Subject: Re: [RFC][PATCH] Vector read/write support for NFS (DIO) client
Content-Type: text/plain; charset=us-ascii
From: Chuck Lever <chuck.lever@oracle.com>
In-Reply-To: <1302624935.3877.66.camel@badari-desktop>
Date: Tue, 12 Apr 2011 12:42:53 -0400
Cc: linux-nfs@vger.kernel.org, khoa@us.ibm.com
Message-Id: <FF1EE11E-62EB-42B9-A4C9-7A2FE4C60D2F@oracle.com>
References: <1302622335.3877.62.camel@badari-desktop> <0DC51758-AE6C-4DD2-A959-8C8E701FEA4E@oracle.com> <1302624935.3877.66.camel@badari-desktop>
To: Badari Pulavarty <pbadari@us.ibm.com>
Sender: linux-nfs-owner@vger.kernel.org
MIME-Version: 1.0


On Apr 12, 2011, at 12:15 PM, Badari Pulavarty wrote:

> On Tue, 2011-04-12 at 11:36 -0400, Chuck Lever wrote:
>> On Apr 12, 2011, at 11:32 AM, Badari Pulavarty wrote:
>> 
>>> Hi,
>>> 
>>> We recently ran into serious performance issue with NFS client.
>>> It turned out that its due to lack of readv/write support for
>>> NFS (O_DIRECT) client.
>>> 
>>> Here is our use-case:
>>> 
>>> In our cloud environment, our storage is over NFS. Files
>>> on NFS are passed as a blockdevices to the guest (using
>>> O_DIRECT). When guest is doing IO on these block devices,
>>> they will end up as O_DIRECT writes to NFS (on KVM host).
>>> 
>>> QEMU (on the host) gets a vector from virtio-ring and
>>> submits them. Old versions of QEMU, linearized the vector
>>> it got from KVM (copied them into a buffer) and submits
>>> the buffer. So, NFS client always received a single buffer.
>>> 
>>> Later versions of QEMU, eliminated this copy and submits
>>> a vector directly using preadv/pwritev().
>>> 
>>> NFS client loops through the vector and submits each
>>> vector as separate request for each IO < wsize. In our
>>> case (negotiated wsize=1MB), for 256K IO - we get 64 
>>> vectors, each 4K. So, we end up submitting 64 4K FILE_SYNC IOs. 
>>> Server end up doing each 4K synchronously. This causes
>>> serious performance degrade. We are trying to see if the
>>> performance improves if we convert IOs to ASYNC - but
>>> our initial results doesn't look good.
>>> 
>>> readv/writev support NFS client for all possible cases is
>>> hard. Instead, if all vectors are page-aligned and 
>>> iosizes page-multiple - it fits the current code easily.
>>> Luckily, QEMU use-case fits these requirements.
>>> 
>>> Here is the patch to add this support. Comments ?
>> 
>> Restricting buffer alignment requirements would be an onerous API change, IMO.
> 
> I am not suggesting an API change at all. All I am doing is, if all
> the IOs are aligned - we can do a fast path as we can do in a single
> IO request. (as if we got a single buffer). Otherwise, we do hard
> way as today - loop through each one and do them individually.

Exercise goal:
Could you resume the NFS vector I/O mailing-list thread, picking up right after its last sentence? This data has nothing to do with the NFS mailing-list thread.

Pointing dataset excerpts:
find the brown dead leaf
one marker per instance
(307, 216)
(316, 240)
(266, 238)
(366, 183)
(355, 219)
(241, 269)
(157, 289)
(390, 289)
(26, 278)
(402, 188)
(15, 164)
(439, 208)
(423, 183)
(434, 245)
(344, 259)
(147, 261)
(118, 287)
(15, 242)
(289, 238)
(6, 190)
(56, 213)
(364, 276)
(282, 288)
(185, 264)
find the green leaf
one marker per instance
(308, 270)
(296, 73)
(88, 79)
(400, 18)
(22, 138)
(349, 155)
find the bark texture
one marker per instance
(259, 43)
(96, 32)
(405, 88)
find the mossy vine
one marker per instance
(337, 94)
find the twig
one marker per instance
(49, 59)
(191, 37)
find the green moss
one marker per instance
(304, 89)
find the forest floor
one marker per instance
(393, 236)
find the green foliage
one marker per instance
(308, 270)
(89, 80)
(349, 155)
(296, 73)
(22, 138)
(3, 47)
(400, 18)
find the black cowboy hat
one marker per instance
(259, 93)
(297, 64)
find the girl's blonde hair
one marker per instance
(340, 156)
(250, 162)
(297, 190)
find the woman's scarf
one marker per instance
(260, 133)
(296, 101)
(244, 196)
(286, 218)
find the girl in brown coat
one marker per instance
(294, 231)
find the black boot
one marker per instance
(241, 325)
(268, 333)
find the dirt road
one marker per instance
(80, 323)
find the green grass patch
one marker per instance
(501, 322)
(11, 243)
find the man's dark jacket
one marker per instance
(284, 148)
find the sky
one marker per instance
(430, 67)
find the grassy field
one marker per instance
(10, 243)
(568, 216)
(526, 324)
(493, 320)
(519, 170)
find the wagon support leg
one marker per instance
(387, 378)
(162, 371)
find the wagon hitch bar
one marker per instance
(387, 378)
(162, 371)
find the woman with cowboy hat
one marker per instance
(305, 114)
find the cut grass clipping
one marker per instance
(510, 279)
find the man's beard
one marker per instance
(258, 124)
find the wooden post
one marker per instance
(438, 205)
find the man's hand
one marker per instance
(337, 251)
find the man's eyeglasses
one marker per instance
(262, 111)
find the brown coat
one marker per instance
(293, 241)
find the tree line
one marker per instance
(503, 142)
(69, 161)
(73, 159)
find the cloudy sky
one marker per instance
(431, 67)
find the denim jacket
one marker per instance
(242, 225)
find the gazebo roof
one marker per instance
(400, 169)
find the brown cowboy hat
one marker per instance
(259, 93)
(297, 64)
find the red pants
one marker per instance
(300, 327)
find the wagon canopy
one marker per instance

Output of the exercise:
Thanks for the clarification.  That means you don't also address the problem of doing multiple small segments with FILE_SYNC writes.

>> If the NFS write path is smart enough not to set FILE_SYNC when there are multiple segments to write, then the problem should be mostly fixed.  I think Jeff Layton already has a patch that does this.
> 
> We are trying that patch. It does improve the performance by little,
> but not anywhere close to doing it as a single vector/buffer.
> 
> Khoa, can you share your performance data for all the
> suggestions/patches you tried so far ?

The individual WRITEs should be submitted in parallel.  If there is additional performance overhead, it is probably due to the small RPC slot table size.  Have you tried increasing it?

> 
> Thanks,
> Badari
> 
> 
>>> 
>>> Thanks,
>>> Badari
>>> 
>>> Special readv/writev support for NFS O_DIRECT. Currently NFS 
>>> client O_DIRECT read/write iterates over individual elements 
>>> in the vector and submits the IO and waits for them to finish. 
>>> If individual IOsize is < r/wsize, each IO will be FILE_SYNC. 
>>> Server has to finish individual smaller IOs synchronous. This 
>>> causes serious performance degrade.
>>> 
>>> This patch is a special case to submit larger IOs from the client
>>> only if all the IO buffers are page-aligned and each individual
>>> IOs are page-multiple + total IO size is < r/wsize. 
>>> 
>>> This is the common case for QEMU usage.
>>> 
>>> Signed-off-by: Badari Pulavarty <pbadari@us.ibm.com>
>>> ---
>>> fs/nfs/direct.c |  259 ++++++++++++++++++++++++++++++++++++++++++++++++++++++++
>>> 1 file changed, 259 insertions(+)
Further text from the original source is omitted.